* [EXCERPT PROVIDED]
+ + + + +

Opinion 24-96

 

May 9, 2024

 

Digest:  On the specific facts presented, a judge who is advised by the authorities that the judge’s adult child repeatedly invoked the judge’s name and judicial status in an effort to avoid arrest and criminal charges should notify the judge’s child in writing to cease using the judge’s name in such circumstances.

                  

Rules:   22 NYCRR 100.2; 100.2(A); 100.2(C); Opinions 23-25; 20-190; 20-158; 18-126; 17-78; 12-61; 11-35; 03-92.

 

Opinion:

 

          The inquiring judge recently received a telephone call from his/her adult child, who was under arrest at a police station, asking the judge to intervene.  The judge informed his/her child that it would be inappropriate and declined to do so.  The judge later learned from a prosecutor or law enforcement officer that the judge’s child told the police multiple times that his/her parent was a judge and “would have [their] badges.”  The judge responded that the child’s statements were unauthorized and inappropriate.  The judge now asks if he/she must take any further action.

 

          A judge must always avoid even the appearance of impropriety (see 22 NYCRR 100.2) and promote public confidence in the judiciary’s integrity and impartiality (see 22 NYCRR 100.2[A]).  A judge must not “lend the prestige of judicial office to advance the private interests of the judge or others” nor “convey or permit others to convey the impression that they are in a special position to influence the judge” (22 NYCRR 100.2[C]).

+ + + + +

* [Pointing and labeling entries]
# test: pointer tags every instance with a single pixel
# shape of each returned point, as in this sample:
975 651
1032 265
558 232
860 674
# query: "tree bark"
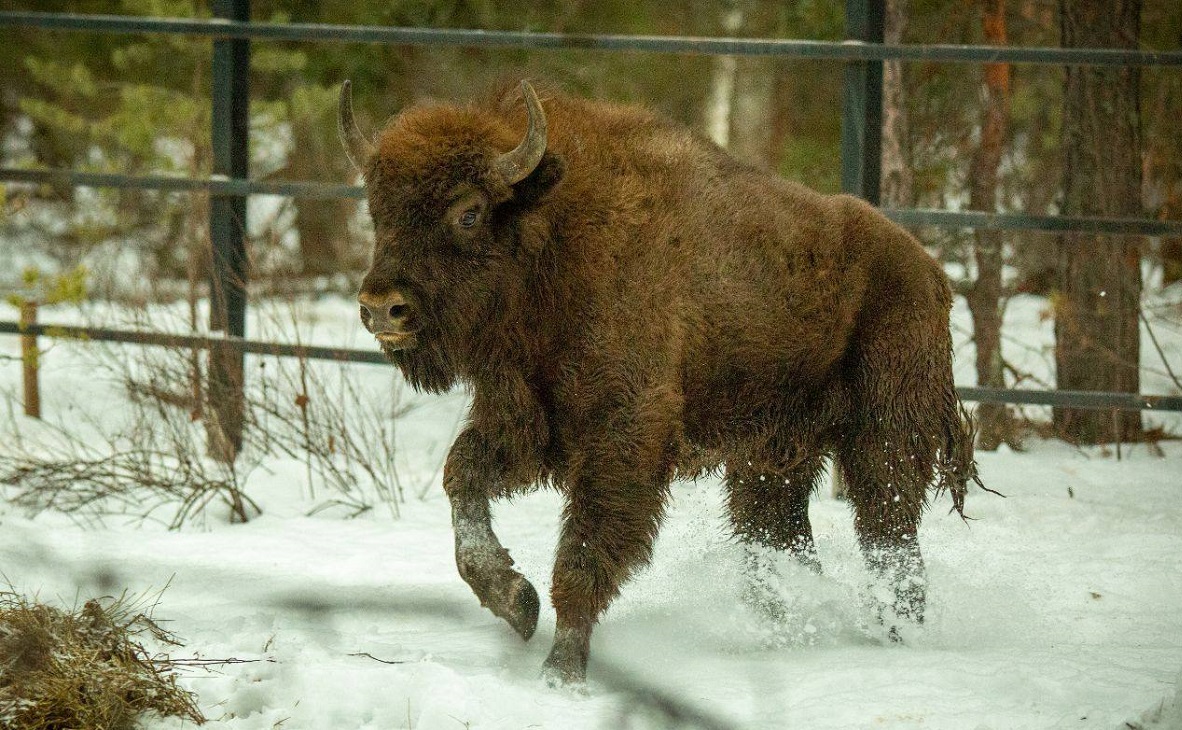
1096 327
985 298
897 182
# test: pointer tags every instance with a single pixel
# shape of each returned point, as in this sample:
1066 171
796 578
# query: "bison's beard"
426 366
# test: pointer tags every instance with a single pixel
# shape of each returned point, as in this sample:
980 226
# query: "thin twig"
1157 346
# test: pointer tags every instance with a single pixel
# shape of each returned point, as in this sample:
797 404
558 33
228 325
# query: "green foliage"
69 287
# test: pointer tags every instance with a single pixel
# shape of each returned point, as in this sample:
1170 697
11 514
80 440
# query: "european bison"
630 305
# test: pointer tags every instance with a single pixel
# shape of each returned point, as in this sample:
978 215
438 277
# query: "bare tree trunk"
1096 326
720 105
897 182
322 225
985 298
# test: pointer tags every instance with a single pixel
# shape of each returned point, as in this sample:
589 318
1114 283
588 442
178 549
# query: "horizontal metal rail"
214 186
189 341
917 216
557 41
1078 399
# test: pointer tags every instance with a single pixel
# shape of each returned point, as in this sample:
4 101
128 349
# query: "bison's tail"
955 465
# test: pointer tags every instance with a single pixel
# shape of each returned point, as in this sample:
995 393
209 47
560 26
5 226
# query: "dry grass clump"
88 669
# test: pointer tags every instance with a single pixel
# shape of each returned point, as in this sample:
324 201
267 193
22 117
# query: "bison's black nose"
385 313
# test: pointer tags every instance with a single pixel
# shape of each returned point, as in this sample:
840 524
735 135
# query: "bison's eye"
469 217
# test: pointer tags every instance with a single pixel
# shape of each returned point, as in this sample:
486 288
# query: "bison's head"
452 213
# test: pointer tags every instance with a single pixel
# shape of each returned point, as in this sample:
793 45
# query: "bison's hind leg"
902 388
770 513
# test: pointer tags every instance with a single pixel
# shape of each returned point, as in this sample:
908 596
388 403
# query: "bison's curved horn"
517 164
357 147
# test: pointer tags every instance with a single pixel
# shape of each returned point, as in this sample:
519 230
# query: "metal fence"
863 53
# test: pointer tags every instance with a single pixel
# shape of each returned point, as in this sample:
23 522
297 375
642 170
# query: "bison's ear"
530 191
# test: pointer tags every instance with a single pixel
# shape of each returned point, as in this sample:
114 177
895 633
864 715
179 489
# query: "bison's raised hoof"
523 611
564 673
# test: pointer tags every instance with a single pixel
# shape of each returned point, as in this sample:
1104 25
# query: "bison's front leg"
469 476
608 532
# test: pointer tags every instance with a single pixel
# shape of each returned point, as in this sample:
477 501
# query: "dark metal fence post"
227 230
862 110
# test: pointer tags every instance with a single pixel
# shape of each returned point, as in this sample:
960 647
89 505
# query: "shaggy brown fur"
642 306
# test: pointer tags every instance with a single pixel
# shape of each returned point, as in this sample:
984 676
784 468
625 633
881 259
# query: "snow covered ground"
1059 606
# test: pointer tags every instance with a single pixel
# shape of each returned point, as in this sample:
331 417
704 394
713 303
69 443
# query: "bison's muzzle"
390 318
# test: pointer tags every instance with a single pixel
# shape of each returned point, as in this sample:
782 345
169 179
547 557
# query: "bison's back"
751 286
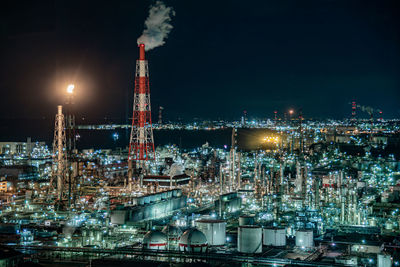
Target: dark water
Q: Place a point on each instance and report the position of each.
(42, 129)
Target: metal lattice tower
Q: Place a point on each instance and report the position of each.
(141, 144)
(59, 154)
(353, 111)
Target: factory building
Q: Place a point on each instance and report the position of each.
(149, 207)
(166, 181)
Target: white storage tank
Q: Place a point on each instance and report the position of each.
(389, 225)
(246, 220)
(274, 237)
(250, 239)
(155, 240)
(193, 240)
(305, 238)
(215, 231)
(384, 260)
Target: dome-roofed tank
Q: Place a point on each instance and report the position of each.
(173, 232)
(155, 240)
(193, 240)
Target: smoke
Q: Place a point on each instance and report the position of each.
(157, 26)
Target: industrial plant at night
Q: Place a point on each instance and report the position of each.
(287, 186)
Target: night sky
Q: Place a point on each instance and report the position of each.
(222, 57)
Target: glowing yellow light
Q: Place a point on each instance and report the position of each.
(70, 89)
(271, 139)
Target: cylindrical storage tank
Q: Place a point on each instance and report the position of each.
(389, 225)
(193, 240)
(246, 220)
(169, 194)
(172, 232)
(215, 231)
(155, 240)
(372, 222)
(140, 200)
(250, 239)
(305, 238)
(274, 237)
(384, 260)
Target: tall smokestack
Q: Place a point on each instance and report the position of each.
(141, 145)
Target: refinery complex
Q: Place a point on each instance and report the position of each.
(286, 191)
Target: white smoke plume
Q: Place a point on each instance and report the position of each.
(157, 26)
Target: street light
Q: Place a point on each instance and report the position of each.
(70, 89)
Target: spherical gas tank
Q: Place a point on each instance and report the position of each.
(214, 230)
(193, 240)
(249, 239)
(155, 240)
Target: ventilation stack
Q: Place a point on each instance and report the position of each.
(141, 144)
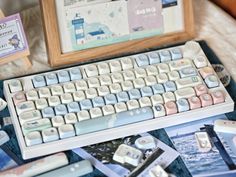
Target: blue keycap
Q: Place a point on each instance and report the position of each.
(75, 74)
(48, 112)
(158, 89)
(60, 109)
(39, 81)
(110, 99)
(98, 102)
(51, 78)
(142, 60)
(165, 56)
(176, 54)
(85, 104)
(122, 96)
(63, 76)
(182, 105)
(170, 86)
(146, 91)
(154, 58)
(134, 94)
(73, 107)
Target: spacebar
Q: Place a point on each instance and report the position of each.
(113, 120)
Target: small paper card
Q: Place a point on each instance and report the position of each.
(12, 36)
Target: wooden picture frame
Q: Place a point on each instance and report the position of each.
(57, 58)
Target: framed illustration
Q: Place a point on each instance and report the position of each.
(83, 30)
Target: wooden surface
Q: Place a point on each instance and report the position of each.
(57, 58)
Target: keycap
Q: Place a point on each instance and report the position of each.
(188, 82)
(15, 85)
(36, 125)
(170, 108)
(50, 134)
(33, 138)
(176, 54)
(25, 106)
(165, 56)
(66, 131)
(75, 74)
(29, 116)
(142, 60)
(182, 105)
(91, 70)
(39, 81)
(119, 119)
(48, 112)
(51, 79)
(70, 118)
(212, 81)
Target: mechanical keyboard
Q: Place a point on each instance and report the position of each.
(92, 103)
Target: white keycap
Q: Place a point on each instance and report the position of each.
(126, 63)
(108, 109)
(163, 68)
(127, 85)
(188, 82)
(115, 66)
(156, 99)
(140, 73)
(83, 115)
(151, 70)
(66, 98)
(95, 112)
(129, 75)
(120, 107)
(115, 88)
(44, 92)
(103, 90)
(15, 85)
(56, 90)
(139, 83)
(103, 68)
(105, 80)
(173, 75)
(70, 118)
(50, 134)
(54, 101)
(91, 70)
(41, 103)
(29, 116)
(33, 138)
(69, 87)
(93, 82)
(162, 78)
(32, 95)
(132, 104)
(184, 93)
(25, 106)
(57, 121)
(144, 102)
(91, 93)
(168, 96)
(81, 85)
(79, 95)
(117, 78)
(150, 80)
(66, 131)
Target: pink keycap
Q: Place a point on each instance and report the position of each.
(19, 97)
(194, 102)
(171, 107)
(218, 97)
(206, 72)
(200, 89)
(206, 100)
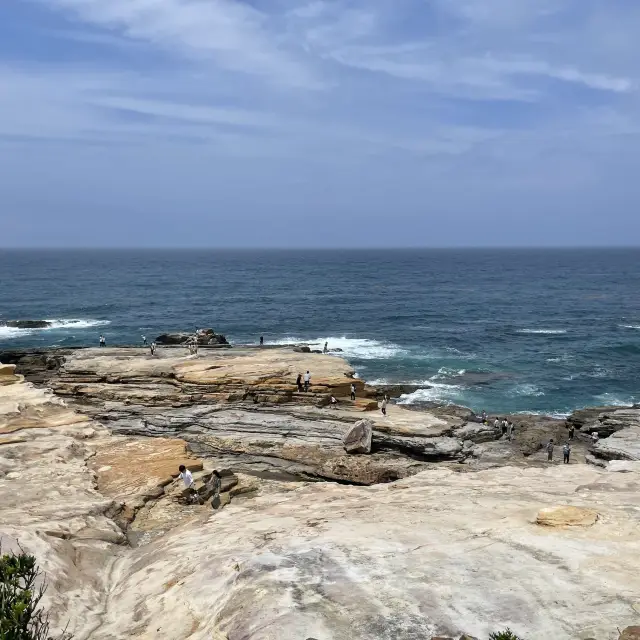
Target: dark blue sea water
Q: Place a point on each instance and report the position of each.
(505, 330)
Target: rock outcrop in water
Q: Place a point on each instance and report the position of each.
(26, 324)
(440, 553)
(205, 337)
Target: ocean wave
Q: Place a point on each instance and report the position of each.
(525, 390)
(9, 333)
(550, 332)
(614, 400)
(447, 372)
(437, 392)
(359, 348)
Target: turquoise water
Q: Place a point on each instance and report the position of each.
(504, 330)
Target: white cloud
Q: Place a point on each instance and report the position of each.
(232, 34)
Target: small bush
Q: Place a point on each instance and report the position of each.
(20, 615)
(507, 634)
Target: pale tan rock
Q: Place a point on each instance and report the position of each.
(566, 516)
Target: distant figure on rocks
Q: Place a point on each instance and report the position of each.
(190, 493)
(216, 484)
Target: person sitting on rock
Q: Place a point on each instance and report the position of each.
(186, 477)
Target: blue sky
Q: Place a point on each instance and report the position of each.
(307, 124)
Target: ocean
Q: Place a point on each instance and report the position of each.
(536, 331)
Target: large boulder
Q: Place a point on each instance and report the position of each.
(358, 437)
(206, 337)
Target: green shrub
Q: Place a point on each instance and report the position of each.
(20, 615)
(507, 634)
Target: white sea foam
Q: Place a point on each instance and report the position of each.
(615, 400)
(438, 392)
(525, 390)
(447, 372)
(9, 333)
(550, 332)
(360, 348)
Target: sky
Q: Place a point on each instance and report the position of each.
(347, 123)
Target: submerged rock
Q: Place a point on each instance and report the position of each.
(27, 324)
(206, 337)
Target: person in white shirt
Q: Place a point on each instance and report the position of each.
(186, 477)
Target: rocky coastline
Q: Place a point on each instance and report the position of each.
(430, 509)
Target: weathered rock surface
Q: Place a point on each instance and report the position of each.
(622, 445)
(205, 337)
(566, 516)
(414, 559)
(358, 437)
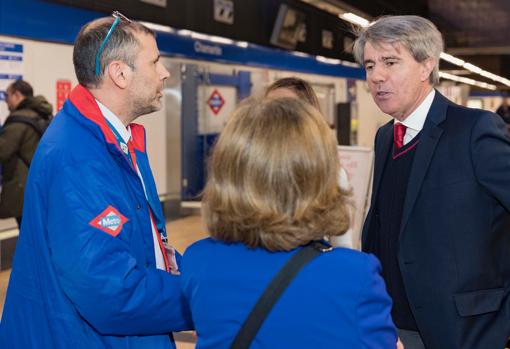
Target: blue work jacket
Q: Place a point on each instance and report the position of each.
(84, 273)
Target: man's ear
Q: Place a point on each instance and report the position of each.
(120, 73)
(427, 66)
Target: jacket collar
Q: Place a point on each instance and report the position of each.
(86, 104)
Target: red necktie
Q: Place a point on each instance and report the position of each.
(399, 130)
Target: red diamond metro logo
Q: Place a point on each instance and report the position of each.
(110, 221)
(215, 102)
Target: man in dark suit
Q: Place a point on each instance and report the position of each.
(439, 218)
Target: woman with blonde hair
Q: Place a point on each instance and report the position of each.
(271, 197)
(294, 87)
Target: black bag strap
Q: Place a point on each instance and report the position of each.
(273, 292)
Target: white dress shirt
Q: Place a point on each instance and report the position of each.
(414, 122)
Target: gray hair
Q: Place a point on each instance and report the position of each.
(419, 35)
(122, 45)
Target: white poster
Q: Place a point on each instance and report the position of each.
(358, 163)
(11, 69)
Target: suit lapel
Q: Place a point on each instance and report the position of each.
(383, 145)
(431, 133)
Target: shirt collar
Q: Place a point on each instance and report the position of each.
(124, 132)
(417, 118)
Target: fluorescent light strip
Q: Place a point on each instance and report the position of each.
(355, 19)
(468, 81)
(158, 27)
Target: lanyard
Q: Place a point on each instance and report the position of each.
(129, 153)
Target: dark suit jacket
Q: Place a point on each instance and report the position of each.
(454, 243)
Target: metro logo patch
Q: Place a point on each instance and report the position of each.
(110, 221)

+ + + + +

* [THE TASKS]
A: Translate into Spanish this sentence from the advisory opinion: "A judge must always avoid even the appearance of impropriety (see 22 NYCRR 100.2) and promote public confidence in the judiciary’s integrity and impartiality (see 22 NYCRR 100.2[A])."
B: Extend the advisory opinion on the judge's adult child with the passage that would follow its last sentence.

* [TASK RESPONSES]
A: Todo juez debe evitar siempre incluso la apariencia de impropiedad (véase 22 NYCRR 100.2) y promover la confianza pública en la integridad y la imparcialidad del poder judicial (véase 22 NYCRR 100.2[A]).

B:
 

          When a judge learns that a third party is improperly using the judge’s name and/or judicial status, we “have often required the judge to object in writing” (Opinion 23-25).  For example, when a judge participated in an interview the judge believed was for a bar association and later found it posted on a private law firm’s website, we said the judge must instruct the firm to remove the post (see Opinion 18-126).  And where a judge learns that a not-for-profit entity is using the judge’s name or photograph for fund-raising, we have said the judge must instruct the entity to cease doing so (see e.g. Opinions 12-61; 11-35; 03-92).  Similarly, where an appellate judge learned that a law firm’s website “feature[d] screen shots and video of the court’s oral arguments, in which the court’s justices are visible and readily identifiable,” we said the judge “must object in writing to the law firm” and “instruct the law firm not to use images from the court’s webcasts in a similar manner in the future” (Opinion 20-158).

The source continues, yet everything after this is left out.